[Items from a dataset]
----
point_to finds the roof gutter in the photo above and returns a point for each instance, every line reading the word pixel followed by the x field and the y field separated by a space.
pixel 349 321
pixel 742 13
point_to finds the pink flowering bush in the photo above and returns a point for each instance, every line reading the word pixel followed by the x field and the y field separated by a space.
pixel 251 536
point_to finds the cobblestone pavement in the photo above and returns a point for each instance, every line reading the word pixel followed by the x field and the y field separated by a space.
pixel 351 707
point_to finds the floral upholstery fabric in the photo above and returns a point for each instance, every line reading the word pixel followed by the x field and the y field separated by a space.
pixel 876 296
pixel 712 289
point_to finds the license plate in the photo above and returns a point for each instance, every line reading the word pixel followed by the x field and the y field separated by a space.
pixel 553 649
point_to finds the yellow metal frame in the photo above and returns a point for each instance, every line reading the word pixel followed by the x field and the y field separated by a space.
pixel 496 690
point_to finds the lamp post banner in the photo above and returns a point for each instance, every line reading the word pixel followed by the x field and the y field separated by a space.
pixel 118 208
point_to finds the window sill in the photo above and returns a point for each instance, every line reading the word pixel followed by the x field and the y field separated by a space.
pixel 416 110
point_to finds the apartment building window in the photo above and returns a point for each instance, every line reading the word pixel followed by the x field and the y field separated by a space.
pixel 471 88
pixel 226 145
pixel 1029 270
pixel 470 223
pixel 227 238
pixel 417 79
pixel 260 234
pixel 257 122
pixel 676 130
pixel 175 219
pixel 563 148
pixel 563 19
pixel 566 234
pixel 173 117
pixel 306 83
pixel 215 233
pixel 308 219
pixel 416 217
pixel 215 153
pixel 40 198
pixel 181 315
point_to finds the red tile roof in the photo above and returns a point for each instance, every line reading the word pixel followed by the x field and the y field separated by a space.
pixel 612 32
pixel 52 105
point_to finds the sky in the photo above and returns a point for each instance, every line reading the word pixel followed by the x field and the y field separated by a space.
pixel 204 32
----
# [Work item]
Copy all of the data exactly. Skip nothing.

# [Task solution]
point_to finds the roof gutter in the photo above and returns a point for each instance, every line reading the word pixel followed by the x field and the y field separated by a space.
pixel 349 321
pixel 742 13
point_to finds the pink flowering bush in the photo above and returns a point for each instance, every line reading the word pixel followed by the x field and the y field separated by a space.
pixel 251 536
point_to finds the cobblestone pavement in the photo above and returns a point for each instance, every line reading the word pixel followed by the x field and the y field separated by a space.
pixel 351 707
point_to finds the floral upholstery fabric in the photo above and returns a point for each instance, every line reading the word pixel followed by the x field and the y field separated by a space.
pixel 876 296
pixel 712 289
point_to finds the license plate in the photo above and returns a point for each instance, every line reading the word pixel followed by the x field and the y field separated by a space.
pixel 553 649
point_to finds the yellow metal frame in the photo above and returns a point for each instance, every line reading the word pixel followed by the x field and the y field separated by a space.
pixel 496 690
point_to finds the lamp post banner in the photo above and returns a point for each instance, every line reading the word pixel followed by the x field and the y field separated by a space.
pixel 118 208
point_to finds the window sill in the photo above and returns a point for each instance, every line reading the word pixel followed by the x field and the y field separated by a space.
pixel 416 110
point_to finds the apartment building window in the photo above and returns a point for each instance, every line reading the word pixel followed by the x field and the y field separated by a space.
pixel 471 88
pixel 226 145
pixel 1029 270
pixel 470 223
pixel 227 238
pixel 417 79
pixel 260 234
pixel 257 122
pixel 676 130
pixel 175 219
pixel 563 148
pixel 563 19
pixel 566 234
pixel 173 117
pixel 306 83
pixel 215 233
pixel 308 219
pixel 416 217
pixel 215 153
pixel 40 198
pixel 181 315
point_to finds the red tile roof in the photo above and returns a point for each instance, every line reading the word pixel followed by the x field and the y field separated by a space.
pixel 612 32
pixel 52 105
point_to finds the sky in the photo above and returns a point for each instance, every line reading the word pixel followed by the x field and the y field separated by a space.
pixel 204 32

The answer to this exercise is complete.